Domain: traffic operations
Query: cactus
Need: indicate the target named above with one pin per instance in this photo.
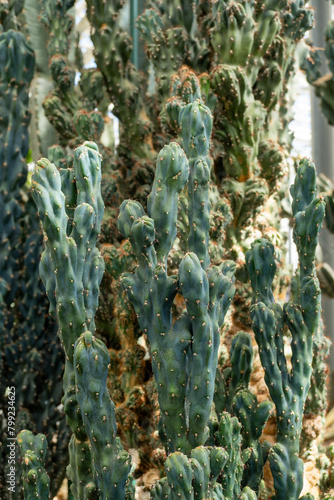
(35, 479)
(32, 359)
(249, 47)
(289, 388)
(171, 176)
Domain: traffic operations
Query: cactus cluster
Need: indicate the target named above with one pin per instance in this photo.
(202, 154)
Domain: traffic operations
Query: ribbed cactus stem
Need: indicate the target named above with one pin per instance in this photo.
(288, 388)
(185, 394)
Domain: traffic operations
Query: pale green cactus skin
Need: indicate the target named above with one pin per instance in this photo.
(289, 388)
(207, 295)
(36, 482)
(76, 263)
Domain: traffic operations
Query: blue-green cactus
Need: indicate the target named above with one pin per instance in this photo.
(111, 462)
(36, 482)
(71, 253)
(193, 340)
(289, 388)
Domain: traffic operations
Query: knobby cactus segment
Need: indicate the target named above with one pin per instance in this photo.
(77, 265)
(36, 482)
(100, 467)
(289, 388)
(17, 63)
(184, 354)
(111, 462)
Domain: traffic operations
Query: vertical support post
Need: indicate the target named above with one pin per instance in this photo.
(323, 156)
(134, 31)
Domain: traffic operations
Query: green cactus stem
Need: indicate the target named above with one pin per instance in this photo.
(193, 339)
(289, 388)
(36, 482)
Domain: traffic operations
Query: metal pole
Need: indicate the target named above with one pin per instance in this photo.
(323, 156)
(134, 31)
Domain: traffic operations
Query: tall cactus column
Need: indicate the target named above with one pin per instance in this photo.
(289, 388)
(16, 71)
(184, 354)
(73, 289)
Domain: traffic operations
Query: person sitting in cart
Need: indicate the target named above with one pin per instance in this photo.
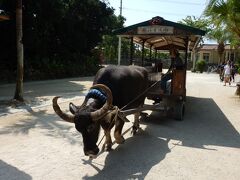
(176, 63)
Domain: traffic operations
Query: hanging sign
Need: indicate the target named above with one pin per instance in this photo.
(155, 30)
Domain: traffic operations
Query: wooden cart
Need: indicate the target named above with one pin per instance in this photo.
(160, 34)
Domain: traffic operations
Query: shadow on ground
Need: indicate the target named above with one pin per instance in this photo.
(204, 124)
(38, 93)
(10, 172)
(49, 124)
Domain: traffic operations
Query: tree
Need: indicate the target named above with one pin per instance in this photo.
(225, 12)
(197, 22)
(59, 37)
(222, 36)
(19, 82)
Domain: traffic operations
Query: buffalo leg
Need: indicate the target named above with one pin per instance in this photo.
(118, 131)
(108, 141)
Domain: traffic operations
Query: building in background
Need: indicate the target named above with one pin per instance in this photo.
(209, 53)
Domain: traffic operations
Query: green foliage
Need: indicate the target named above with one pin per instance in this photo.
(225, 13)
(58, 36)
(238, 66)
(201, 64)
(197, 22)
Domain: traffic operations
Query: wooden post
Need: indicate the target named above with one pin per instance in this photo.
(131, 51)
(143, 52)
(19, 81)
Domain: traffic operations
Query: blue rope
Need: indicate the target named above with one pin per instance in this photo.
(97, 94)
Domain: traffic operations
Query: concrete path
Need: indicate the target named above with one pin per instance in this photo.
(36, 144)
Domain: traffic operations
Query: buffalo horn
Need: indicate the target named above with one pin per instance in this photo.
(98, 114)
(58, 111)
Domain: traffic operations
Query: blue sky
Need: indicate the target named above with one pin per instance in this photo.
(136, 11)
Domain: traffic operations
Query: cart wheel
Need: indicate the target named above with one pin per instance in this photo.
(179, 111)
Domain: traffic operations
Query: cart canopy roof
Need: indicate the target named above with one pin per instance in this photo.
(162, 34)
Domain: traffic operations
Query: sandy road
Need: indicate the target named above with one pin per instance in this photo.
(36, 144)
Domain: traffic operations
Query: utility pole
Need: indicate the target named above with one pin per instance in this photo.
(119, 38)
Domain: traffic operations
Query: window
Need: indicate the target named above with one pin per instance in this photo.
(206, 57)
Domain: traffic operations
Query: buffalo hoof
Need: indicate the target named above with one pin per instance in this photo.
(107, 147)
(120, 140)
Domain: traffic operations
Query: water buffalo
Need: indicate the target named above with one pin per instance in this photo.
(112, 86)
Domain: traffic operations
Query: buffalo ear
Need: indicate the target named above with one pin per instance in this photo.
(72, 108)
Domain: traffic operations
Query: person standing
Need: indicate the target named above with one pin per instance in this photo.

---

**Exercise objective:** Word-for-word repeat, images excluded: return all the data.

**Task result:**
Domain: traffic operations
Query: cactus
Need: indicate the target named above with one pin per instance in this photo.
(35, 479)
(32, 359)
(249, 47)
(289, 388)
(171, 176)
Domain: traffic operations
Query: cactus cluster
Need: indicate the target named above with one pin per instance in this photo.
(202, 154)
Domain: traffic operations
Query: ribbed cactus stem
Need: indicate the target named above with one pin per instance in this photo.
(288, 388)
(185, 394)
Domain: traffic operations
Query: pale green cactus skin
Need: indicate the target named above with one pin per instance in this photo.
(289, 388)
(207, 295)
(36, 482)
(76, 263)
Domain: traffic operations
Query: blue-green cactus
Need: indicate the target named above with one pin per instance in this photo.
(111, 462)
(36, 482)
(71, 253)
(193, 340)
(289, 388)
Domain: traffic operations
Query: knobby cactus segment
Need: indicate the target named above with one pin per instance in this photo.
(77, 265)
(36, 482)
(100, 467)
(289, 388)
(17, 63)
(184, 354)
(111, 462)
Domain: traffic operations
Query: vertical support post
Need: indicate the target named above with one pin per instance in this photo.
(323, 156)
(134, 31)
Domain: traffic operations
Query: green cactus stem
Need: indicate the target named above with one pin per instance in this photo.
(193, 339)
(289, 388)
(36, 482)
Domain: traffic operations
Query: metal pole
Need: indicate the target named above with one pin per instance in this photo.
(323, 156)
(134, 31)
Domain: traffic operations
Query: tall cactus column
Need: indicate the target named above with one pin per instance in this photo.
(289, 388)
(16, 71)
(184, 354)
(73, 289)
Domain: traffic operations
Query: person sitting in cart
Need: indicate the target named above with one pin per instance in this photo.
(176, 63)
Domain: traffic operations
Query: hanging sign
Need: indicate the target named above with one pin per instance in this photo.
(155, 30)
Domain: traffic operations
Query: wooden cart
Need: indicate the target named above with one pin per instance in this photo.
(160, 34)
Domain: traffic operations
Query: shadow on ground
Need: indicate the target named above with one pin per instance in this photo.
(204, 124)
(38, 93)
(10, 172)
(49, 124)
Domain: traffic operations
Query: tree
Need: indicate the target named above with one pin per instance in this photo.
(225, 12)
(197, 22)
(59, 37)
(222, 36)
(19, 82)
Domain: traffic operations
Query: buffalo leg
Need: indicate the target named above with one pin per instance in this photo.
(118, 131)
(108, 141)
Domain: traffic operations
Query: building in background
Need: indicate the target named above with one pin per instance in this photo.
(209, 53)
Domain: traffic operations
Query: green foliage
Need: indicate the target named above with one pin per instance in this photo.
(225, 13)
(58, 36)
(238, 66)
(201, 64)
(197, 22)
Domain: traffic operations
Query: wooden post
Need: indicate the target named above with one pin per instance in this photo.
(131, 51)
(143, 52)
(19, 81)
Domain: traffic operations
Query: blue rope
Need: indicate the target named above with one pin per instance in this photo.
(97, 94)
Domain: traffic operations
Query: concrete path
Need: indicate the target named above with one pin per instance in this photo.
(36, 144)
Domain: traffic operations
Query: buffalo horn
Need: indicate the target named above with one pin per instance in this photo.
(98, 114)
(58, 111)
Domain: traffic operations
Query: blue sky
Need: indicate the target named above with one pin per instance in this photo.
(136, 11)
Domain: traffic operations
Query: cart wheel
Need: indicate the target named above with one pin per instance in this photo.
(179, 111)
Domain: traffic operations
Query: cart canopy roof
Need: indicate the target named above with one pin per instance in this photo.
(162, 34)
Domain: traffic operations
Query: sandy road
Need: indicate the target named above with one pin per instance in this photo.
(36, 144)
Domain: traffic operations
Query: utility pole
Need: indicate the target named above with one pin per instance in this photo.
(119, 38)
Domain: traffic operations
Query: window
Need: indicate the target named above with one pin per instance in this photo.
(206, 57)
Domain: traffic operations
Query: buffalo hoof
Need: indicate the target named above with one pin per instance in this photo.
(107, 147)
(120, 140)
Domain: traffic operations
Query: water buffalo
Need: indicate the target named above with one pin per instance in this photo.
(112, 86)
Domain: traffic operations
Query: buffalo ear
Need: indicate the target named above with one pin per instance in this photo.
(72, 108)
Domain: traffic operations
Query: person standing
Need: indicate the target named above with one pin per instance in this photo.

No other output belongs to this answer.